═══ DATA FOR THIS TASK ═══
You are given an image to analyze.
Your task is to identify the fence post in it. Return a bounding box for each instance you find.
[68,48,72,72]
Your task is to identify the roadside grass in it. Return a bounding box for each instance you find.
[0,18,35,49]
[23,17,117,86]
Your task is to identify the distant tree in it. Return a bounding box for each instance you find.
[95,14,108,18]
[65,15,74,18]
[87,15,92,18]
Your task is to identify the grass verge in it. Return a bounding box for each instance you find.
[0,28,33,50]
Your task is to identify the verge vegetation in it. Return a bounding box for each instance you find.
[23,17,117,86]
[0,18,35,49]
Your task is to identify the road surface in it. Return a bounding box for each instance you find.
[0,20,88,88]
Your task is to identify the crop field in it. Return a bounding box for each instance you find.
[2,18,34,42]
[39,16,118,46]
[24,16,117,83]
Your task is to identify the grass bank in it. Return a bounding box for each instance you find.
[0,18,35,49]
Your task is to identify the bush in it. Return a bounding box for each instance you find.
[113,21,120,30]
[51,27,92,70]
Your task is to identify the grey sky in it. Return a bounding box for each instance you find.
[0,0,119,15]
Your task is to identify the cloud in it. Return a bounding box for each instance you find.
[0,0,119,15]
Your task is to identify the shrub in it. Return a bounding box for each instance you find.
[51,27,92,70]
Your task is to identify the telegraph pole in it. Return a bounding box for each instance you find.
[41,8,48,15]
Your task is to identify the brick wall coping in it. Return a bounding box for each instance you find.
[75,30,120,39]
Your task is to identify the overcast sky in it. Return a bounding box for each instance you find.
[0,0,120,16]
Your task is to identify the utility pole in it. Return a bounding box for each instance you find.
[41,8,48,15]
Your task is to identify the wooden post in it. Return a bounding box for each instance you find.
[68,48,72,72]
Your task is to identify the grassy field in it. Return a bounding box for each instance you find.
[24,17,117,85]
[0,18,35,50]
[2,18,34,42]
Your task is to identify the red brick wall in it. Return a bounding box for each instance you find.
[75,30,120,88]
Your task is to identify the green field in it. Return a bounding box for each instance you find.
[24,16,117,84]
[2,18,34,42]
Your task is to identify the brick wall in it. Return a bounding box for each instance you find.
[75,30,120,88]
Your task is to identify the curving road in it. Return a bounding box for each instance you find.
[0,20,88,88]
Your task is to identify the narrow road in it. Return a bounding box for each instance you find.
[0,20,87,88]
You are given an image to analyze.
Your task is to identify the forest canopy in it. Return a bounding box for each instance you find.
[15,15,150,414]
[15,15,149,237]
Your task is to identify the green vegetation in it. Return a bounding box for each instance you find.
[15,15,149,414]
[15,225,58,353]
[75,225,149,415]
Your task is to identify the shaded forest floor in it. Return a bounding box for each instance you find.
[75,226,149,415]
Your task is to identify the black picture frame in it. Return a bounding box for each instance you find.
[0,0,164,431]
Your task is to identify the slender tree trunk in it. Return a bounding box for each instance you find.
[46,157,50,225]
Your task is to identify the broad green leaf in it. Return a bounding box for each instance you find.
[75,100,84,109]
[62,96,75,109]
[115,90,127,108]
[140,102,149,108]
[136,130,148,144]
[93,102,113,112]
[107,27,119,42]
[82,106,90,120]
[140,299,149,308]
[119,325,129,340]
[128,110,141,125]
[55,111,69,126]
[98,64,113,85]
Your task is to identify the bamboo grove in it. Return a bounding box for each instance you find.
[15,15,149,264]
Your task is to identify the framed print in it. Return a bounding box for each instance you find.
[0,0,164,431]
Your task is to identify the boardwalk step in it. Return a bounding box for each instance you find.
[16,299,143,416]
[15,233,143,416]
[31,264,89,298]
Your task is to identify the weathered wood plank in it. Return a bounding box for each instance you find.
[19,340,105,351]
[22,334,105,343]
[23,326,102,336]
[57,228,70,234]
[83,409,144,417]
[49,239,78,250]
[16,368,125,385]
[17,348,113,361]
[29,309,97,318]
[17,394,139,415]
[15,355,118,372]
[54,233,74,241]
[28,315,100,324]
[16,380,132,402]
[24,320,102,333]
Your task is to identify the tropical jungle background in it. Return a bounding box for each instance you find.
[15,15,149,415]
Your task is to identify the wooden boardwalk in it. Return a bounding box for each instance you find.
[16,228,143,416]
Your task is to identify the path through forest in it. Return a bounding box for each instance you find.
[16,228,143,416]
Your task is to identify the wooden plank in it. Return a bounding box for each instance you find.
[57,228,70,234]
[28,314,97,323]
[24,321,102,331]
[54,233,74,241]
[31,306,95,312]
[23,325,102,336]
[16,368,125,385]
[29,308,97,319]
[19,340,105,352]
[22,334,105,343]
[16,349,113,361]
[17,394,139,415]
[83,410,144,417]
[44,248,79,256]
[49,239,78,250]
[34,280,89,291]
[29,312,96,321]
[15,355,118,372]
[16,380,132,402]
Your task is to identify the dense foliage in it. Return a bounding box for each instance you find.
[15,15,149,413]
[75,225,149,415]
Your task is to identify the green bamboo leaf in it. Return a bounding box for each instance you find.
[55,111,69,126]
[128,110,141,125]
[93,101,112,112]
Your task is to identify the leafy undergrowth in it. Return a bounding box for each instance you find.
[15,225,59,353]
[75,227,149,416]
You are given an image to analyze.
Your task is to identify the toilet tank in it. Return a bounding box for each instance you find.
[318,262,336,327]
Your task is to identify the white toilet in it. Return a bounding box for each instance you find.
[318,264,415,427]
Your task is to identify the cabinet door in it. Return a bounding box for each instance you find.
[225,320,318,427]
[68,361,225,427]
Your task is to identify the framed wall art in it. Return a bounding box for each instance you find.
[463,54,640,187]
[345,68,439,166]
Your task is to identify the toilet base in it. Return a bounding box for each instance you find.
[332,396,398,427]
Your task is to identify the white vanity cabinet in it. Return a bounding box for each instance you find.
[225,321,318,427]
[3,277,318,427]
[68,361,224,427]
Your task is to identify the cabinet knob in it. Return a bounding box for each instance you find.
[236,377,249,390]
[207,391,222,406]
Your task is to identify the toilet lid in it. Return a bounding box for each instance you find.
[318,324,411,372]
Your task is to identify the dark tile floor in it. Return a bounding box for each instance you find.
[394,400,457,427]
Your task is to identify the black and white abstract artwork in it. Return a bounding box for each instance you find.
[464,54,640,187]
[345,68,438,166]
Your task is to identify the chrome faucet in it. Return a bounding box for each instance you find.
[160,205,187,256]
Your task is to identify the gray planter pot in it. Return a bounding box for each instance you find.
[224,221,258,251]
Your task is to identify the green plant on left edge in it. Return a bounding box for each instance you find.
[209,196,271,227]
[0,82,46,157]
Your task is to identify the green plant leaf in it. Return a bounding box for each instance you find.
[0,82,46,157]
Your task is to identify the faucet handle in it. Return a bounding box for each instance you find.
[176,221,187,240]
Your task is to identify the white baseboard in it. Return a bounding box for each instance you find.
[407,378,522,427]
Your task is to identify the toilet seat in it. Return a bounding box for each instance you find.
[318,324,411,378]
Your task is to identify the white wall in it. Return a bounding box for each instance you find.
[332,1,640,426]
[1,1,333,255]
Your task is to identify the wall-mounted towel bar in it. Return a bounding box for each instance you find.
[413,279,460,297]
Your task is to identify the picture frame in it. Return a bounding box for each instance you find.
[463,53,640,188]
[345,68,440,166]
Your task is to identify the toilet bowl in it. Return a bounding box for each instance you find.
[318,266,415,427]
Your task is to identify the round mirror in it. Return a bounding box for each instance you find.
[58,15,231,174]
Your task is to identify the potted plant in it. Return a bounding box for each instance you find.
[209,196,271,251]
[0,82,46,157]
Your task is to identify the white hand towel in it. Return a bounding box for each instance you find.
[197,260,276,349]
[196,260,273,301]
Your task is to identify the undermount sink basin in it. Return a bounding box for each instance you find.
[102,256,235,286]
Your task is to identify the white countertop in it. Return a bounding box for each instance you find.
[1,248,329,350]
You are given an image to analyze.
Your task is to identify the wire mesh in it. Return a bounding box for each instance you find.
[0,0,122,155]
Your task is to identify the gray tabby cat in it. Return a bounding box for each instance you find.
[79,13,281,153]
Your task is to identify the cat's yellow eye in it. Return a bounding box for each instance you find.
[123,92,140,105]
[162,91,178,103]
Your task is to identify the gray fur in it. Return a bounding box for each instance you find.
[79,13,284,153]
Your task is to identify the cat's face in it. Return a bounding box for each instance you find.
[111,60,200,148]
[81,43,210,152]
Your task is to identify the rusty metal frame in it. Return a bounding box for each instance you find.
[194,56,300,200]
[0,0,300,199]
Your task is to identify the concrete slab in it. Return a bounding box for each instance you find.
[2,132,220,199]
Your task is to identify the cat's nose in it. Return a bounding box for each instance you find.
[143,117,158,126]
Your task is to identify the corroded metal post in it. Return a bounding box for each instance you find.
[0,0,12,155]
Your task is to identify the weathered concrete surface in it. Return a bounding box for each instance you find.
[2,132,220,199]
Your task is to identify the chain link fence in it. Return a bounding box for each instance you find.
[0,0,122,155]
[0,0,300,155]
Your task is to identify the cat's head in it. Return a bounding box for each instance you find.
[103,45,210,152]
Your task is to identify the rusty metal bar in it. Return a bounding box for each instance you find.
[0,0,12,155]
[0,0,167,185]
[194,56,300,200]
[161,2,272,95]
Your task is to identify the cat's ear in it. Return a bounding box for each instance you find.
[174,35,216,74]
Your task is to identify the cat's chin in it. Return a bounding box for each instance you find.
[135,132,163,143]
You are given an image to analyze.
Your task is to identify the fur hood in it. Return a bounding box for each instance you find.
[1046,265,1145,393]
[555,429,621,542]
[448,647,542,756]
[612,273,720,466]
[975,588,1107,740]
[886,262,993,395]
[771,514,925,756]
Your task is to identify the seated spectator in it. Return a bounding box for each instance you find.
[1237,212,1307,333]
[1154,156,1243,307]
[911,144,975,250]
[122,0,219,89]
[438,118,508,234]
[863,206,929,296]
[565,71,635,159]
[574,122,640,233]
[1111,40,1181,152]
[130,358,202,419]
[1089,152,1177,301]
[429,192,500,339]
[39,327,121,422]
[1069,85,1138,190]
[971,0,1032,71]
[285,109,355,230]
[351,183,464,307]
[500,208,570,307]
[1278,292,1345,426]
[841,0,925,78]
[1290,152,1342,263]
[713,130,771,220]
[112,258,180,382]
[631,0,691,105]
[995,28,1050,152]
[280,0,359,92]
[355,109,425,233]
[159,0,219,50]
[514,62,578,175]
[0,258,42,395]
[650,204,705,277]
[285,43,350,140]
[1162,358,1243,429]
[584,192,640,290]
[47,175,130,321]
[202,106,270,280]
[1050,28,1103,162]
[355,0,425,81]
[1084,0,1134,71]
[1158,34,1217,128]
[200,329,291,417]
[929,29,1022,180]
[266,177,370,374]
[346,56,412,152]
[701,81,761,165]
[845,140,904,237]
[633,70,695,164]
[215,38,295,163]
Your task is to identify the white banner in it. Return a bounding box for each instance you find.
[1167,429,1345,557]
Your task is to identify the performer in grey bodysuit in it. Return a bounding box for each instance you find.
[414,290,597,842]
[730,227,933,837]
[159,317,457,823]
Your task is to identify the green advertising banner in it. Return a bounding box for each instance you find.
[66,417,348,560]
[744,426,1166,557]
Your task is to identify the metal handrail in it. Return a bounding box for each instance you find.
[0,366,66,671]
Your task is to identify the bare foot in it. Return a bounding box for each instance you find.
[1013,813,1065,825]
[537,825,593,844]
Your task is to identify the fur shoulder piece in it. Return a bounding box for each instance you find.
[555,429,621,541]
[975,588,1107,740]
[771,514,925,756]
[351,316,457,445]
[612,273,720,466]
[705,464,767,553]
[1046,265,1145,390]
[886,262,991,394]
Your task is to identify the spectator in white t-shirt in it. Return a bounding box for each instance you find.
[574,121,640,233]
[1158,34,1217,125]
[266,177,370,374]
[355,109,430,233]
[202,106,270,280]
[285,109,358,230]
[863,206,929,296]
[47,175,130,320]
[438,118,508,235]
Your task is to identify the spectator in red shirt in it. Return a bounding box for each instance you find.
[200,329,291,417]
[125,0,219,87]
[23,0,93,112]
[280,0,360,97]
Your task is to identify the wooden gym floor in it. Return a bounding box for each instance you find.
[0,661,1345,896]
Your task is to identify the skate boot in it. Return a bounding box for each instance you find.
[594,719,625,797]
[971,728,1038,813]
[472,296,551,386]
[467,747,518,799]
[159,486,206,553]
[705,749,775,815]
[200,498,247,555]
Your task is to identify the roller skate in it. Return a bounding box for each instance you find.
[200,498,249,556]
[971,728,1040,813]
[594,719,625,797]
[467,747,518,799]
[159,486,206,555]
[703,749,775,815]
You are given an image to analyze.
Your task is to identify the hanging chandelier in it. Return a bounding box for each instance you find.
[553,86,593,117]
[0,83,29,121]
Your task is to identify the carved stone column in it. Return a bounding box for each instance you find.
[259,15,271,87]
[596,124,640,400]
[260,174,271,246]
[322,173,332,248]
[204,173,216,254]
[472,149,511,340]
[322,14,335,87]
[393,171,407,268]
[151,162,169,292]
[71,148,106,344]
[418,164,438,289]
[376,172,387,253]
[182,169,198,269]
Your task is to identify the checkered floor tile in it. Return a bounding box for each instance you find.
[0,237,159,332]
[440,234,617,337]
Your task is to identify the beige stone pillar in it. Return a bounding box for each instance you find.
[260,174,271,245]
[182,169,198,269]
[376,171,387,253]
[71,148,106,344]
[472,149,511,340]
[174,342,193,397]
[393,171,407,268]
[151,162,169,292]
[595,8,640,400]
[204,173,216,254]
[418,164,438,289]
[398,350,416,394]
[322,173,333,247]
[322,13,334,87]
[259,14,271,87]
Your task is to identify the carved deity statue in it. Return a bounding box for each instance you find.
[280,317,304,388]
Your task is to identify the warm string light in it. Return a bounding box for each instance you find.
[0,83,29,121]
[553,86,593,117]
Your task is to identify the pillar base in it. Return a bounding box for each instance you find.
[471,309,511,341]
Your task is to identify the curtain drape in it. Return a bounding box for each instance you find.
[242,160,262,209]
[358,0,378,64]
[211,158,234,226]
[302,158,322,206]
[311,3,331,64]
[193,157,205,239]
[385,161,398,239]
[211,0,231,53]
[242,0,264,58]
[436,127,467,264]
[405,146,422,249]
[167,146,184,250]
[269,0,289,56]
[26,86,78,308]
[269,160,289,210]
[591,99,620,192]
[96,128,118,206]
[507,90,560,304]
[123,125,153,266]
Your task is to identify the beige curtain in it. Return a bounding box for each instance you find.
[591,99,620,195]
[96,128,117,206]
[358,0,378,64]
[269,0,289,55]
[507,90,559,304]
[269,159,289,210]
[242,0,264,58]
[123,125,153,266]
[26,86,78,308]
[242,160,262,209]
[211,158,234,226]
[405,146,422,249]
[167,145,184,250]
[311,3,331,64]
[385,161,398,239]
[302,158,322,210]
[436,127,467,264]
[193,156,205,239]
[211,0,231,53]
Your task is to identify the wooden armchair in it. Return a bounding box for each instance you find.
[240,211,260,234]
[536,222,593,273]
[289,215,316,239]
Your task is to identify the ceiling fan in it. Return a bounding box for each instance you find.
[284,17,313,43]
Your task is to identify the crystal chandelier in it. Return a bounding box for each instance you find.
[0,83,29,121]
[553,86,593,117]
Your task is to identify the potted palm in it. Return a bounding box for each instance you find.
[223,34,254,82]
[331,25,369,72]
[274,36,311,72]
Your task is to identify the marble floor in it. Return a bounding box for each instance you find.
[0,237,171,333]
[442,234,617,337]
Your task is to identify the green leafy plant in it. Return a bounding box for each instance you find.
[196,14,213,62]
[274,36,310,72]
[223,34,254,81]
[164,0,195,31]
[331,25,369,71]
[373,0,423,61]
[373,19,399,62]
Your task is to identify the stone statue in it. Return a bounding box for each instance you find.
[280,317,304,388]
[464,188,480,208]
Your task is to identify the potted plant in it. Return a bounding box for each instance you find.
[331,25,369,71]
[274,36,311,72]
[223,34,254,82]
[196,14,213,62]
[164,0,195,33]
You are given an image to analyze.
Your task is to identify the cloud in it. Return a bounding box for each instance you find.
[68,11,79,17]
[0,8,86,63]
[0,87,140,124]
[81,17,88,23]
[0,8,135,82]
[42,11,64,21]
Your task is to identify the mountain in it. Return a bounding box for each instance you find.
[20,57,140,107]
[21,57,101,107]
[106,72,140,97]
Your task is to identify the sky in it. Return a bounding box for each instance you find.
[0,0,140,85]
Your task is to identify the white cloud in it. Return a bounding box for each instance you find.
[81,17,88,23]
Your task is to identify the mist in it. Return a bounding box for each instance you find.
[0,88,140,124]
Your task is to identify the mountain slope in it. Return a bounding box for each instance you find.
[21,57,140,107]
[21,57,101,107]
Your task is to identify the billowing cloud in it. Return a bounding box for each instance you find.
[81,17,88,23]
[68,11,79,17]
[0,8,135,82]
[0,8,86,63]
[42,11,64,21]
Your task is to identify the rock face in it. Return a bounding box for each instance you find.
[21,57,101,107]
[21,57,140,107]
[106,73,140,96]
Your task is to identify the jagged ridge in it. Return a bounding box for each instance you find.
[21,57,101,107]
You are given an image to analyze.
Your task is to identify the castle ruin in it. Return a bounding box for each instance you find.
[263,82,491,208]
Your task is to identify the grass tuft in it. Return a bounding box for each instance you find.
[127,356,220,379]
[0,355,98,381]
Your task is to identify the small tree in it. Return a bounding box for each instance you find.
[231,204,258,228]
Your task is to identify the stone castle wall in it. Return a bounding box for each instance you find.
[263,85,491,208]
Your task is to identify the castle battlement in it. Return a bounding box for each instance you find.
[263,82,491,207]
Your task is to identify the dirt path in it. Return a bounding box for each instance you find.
═══
BRIEF ::
Update the part of the data that opens with the line containing "Your task is to identify the cat's yellow" and closes with the line containing "[79,13,284,153]": write out only those lines again, changing "gray fur" to "grey fur" and leaving everything else unchanged.

CORRECT RESPONSE ::
Your task is to identify the cat's yellow eye in it. Return a bounding box for each instance you find.
[123,92,140,105]
[162,91,178,103]
Your task is to identify the grey fur in it. Return a bounding box for each instance you find.
[79,13,284,153]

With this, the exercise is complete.